TEXTE AFFICHÉ
▶
Tout le tragique de la vie sentimentale de Zorro tient au fait qu’il ne peut tomber le masque sous peine de prendre de terribles risques, non seulement pour sa sécurité mais encore pour sa capacité de séduction. Entre le regard et le masque, qu’est-ce qui séduit le plus ? Encore une affaire de secret !

En portant son masque, Zorro préserve sa vie secrète de héros mais il se protège aussi du regard de l’élue de son cœur, un regard dont la flamme pourrait bien faiblir ou pire encore s’éteindre s’il finissait par sombrer dans les yeux d’un homme démasqué, autant dire d’un homme ordinaire.
◀
Entrées brutes:
▶
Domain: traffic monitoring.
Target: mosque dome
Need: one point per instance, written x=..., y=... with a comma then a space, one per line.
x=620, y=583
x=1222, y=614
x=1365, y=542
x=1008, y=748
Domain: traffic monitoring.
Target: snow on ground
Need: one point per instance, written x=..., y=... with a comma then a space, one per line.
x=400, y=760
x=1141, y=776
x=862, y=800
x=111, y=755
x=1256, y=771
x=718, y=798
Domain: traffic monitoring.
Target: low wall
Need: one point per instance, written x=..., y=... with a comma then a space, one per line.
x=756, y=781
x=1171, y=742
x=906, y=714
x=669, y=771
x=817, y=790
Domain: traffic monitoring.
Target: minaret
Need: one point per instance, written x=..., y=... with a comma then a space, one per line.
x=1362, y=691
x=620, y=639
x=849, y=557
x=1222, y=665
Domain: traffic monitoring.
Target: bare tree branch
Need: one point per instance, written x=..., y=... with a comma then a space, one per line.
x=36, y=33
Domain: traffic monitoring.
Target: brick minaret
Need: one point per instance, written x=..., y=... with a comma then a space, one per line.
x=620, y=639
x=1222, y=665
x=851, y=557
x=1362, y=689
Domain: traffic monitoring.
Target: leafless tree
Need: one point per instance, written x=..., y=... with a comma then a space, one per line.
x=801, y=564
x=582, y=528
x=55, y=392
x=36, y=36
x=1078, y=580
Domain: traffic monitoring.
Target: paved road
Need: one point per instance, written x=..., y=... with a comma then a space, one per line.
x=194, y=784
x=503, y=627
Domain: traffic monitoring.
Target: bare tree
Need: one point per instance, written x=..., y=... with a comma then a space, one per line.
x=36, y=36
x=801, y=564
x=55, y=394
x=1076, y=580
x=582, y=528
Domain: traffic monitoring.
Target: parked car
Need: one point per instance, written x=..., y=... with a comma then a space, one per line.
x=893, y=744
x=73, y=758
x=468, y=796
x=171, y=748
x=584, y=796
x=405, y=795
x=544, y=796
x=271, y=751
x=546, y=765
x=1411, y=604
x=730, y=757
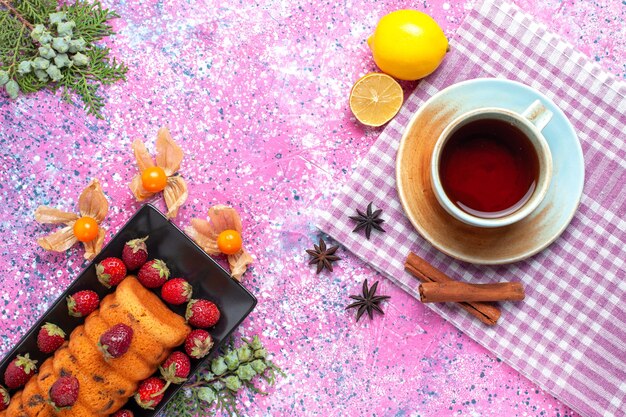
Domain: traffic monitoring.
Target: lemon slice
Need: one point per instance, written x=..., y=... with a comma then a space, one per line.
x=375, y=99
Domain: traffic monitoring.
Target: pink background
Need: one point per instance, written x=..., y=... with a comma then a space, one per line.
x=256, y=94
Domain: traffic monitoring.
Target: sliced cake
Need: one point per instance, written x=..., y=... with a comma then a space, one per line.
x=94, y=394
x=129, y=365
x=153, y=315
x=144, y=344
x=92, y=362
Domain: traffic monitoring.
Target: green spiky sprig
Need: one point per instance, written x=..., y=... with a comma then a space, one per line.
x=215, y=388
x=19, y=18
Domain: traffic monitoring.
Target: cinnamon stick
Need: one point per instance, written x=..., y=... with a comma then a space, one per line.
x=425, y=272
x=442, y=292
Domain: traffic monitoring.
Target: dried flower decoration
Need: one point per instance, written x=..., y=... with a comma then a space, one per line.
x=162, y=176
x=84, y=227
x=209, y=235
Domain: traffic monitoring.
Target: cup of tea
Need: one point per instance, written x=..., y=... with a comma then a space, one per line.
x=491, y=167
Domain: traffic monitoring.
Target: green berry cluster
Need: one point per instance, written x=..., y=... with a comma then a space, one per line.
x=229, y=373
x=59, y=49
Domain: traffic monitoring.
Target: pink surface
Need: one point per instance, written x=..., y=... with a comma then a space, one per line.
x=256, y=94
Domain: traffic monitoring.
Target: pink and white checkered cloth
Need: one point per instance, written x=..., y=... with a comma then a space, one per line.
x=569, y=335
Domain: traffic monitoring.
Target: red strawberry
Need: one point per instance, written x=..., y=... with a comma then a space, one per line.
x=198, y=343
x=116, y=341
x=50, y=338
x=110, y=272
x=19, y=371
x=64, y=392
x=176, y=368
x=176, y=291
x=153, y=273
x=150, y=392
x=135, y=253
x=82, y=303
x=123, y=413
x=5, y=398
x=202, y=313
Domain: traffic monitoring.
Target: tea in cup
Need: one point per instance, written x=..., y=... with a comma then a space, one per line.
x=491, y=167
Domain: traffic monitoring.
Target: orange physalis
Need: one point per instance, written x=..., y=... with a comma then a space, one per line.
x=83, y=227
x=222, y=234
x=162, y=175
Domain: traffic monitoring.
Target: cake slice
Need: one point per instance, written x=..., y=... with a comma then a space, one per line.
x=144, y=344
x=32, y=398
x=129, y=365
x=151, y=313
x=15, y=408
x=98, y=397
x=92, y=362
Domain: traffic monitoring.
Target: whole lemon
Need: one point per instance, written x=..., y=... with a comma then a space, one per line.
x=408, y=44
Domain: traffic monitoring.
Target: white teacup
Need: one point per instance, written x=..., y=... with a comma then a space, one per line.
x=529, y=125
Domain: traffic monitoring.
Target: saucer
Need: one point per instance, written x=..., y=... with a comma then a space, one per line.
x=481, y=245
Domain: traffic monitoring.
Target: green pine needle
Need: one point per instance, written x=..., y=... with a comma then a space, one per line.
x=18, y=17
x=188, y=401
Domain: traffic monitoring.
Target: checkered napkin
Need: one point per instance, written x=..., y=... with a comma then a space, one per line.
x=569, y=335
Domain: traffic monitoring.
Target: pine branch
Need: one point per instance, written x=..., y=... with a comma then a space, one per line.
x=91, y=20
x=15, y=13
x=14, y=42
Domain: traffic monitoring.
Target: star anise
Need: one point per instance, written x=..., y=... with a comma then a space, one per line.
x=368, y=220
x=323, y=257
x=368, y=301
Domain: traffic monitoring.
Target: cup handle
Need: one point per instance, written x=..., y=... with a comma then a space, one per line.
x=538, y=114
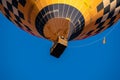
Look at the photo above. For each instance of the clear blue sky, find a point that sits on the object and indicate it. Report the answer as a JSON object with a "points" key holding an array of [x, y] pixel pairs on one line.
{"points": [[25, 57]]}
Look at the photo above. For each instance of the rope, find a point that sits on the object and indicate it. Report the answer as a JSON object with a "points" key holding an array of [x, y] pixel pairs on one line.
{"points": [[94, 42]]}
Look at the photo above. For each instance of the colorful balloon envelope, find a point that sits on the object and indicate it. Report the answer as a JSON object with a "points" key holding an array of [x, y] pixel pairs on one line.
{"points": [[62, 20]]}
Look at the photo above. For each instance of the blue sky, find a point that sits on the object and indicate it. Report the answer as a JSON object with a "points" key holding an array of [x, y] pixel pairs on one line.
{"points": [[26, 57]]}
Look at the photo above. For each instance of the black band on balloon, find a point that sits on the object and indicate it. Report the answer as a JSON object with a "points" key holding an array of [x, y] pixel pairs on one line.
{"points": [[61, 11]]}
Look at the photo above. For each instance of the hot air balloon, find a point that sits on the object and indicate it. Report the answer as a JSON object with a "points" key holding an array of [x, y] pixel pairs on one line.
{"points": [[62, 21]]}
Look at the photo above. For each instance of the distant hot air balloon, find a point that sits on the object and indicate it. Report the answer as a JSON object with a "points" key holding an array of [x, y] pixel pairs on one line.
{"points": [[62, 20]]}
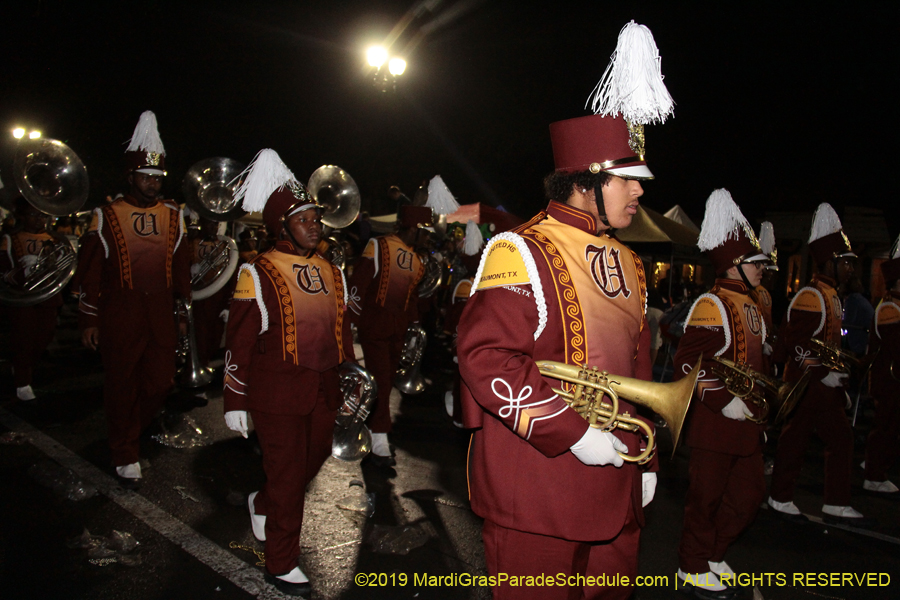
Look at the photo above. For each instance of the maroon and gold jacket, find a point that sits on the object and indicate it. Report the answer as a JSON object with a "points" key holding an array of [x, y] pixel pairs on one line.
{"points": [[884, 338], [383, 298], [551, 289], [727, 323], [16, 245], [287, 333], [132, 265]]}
◀
▶
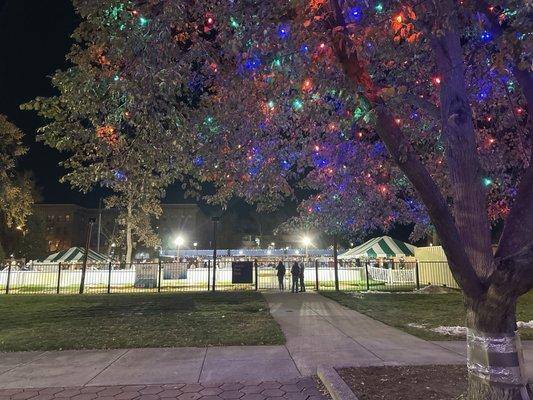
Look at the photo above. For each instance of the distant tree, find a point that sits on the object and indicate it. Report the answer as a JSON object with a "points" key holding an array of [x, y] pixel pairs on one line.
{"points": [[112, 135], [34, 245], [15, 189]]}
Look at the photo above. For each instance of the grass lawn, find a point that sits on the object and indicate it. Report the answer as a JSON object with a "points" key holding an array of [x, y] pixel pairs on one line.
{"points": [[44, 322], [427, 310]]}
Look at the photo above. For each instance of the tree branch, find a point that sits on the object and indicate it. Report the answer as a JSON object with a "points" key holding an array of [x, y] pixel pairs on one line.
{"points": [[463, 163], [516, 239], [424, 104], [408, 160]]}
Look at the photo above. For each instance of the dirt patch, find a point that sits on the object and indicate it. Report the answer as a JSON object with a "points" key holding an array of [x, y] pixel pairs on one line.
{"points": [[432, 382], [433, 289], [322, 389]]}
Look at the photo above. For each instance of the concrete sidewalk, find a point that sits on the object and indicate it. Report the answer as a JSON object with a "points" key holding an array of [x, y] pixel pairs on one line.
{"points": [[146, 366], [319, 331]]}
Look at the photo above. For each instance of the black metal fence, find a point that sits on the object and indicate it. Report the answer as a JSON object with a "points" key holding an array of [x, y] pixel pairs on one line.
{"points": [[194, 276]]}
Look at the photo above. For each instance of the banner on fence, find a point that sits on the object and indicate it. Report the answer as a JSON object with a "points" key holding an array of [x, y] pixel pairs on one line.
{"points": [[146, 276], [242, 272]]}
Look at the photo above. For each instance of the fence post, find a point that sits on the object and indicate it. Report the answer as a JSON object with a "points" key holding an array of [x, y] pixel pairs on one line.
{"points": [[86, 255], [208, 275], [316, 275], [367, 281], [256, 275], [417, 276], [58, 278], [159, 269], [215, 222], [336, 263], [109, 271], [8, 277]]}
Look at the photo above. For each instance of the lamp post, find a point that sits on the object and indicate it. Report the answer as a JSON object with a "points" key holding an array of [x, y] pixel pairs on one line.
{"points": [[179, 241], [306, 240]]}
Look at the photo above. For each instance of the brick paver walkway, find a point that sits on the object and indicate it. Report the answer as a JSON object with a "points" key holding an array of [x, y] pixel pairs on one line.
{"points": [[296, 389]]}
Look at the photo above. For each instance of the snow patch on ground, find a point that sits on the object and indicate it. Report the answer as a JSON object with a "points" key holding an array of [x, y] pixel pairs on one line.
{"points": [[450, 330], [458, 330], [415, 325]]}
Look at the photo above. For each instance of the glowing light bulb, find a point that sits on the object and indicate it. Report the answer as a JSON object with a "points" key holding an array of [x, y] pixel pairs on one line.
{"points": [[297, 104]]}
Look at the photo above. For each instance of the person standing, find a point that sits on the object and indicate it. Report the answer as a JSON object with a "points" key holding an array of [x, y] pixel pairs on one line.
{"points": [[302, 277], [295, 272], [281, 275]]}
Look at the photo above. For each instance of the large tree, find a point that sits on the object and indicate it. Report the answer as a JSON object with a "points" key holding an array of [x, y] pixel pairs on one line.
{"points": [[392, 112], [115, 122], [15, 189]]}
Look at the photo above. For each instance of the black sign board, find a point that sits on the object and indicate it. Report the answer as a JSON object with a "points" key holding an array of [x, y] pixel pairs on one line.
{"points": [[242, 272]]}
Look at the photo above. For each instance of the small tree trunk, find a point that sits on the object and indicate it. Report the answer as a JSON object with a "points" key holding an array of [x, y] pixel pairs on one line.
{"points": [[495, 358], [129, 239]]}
◀
Mettez à jour le texte sur Zorro, de « En portant son » à « d’un homme ordinaire. », en y remplaçant « héros » par « justicier ». Les entrées proviennent d'une autre source.

CORRIGÉ COMPLET
En portant son masque, Zorro préserve sa vie secrète de justicier mais il se protège aussi du regard de l’élue de son cœur, un regard dont la flamme pourrait bien faiblir ou pire encore s’éteindre s’il finissait par sombrer dans les yeux d’un homme démasqué, autant dire d’un homme ordinaire.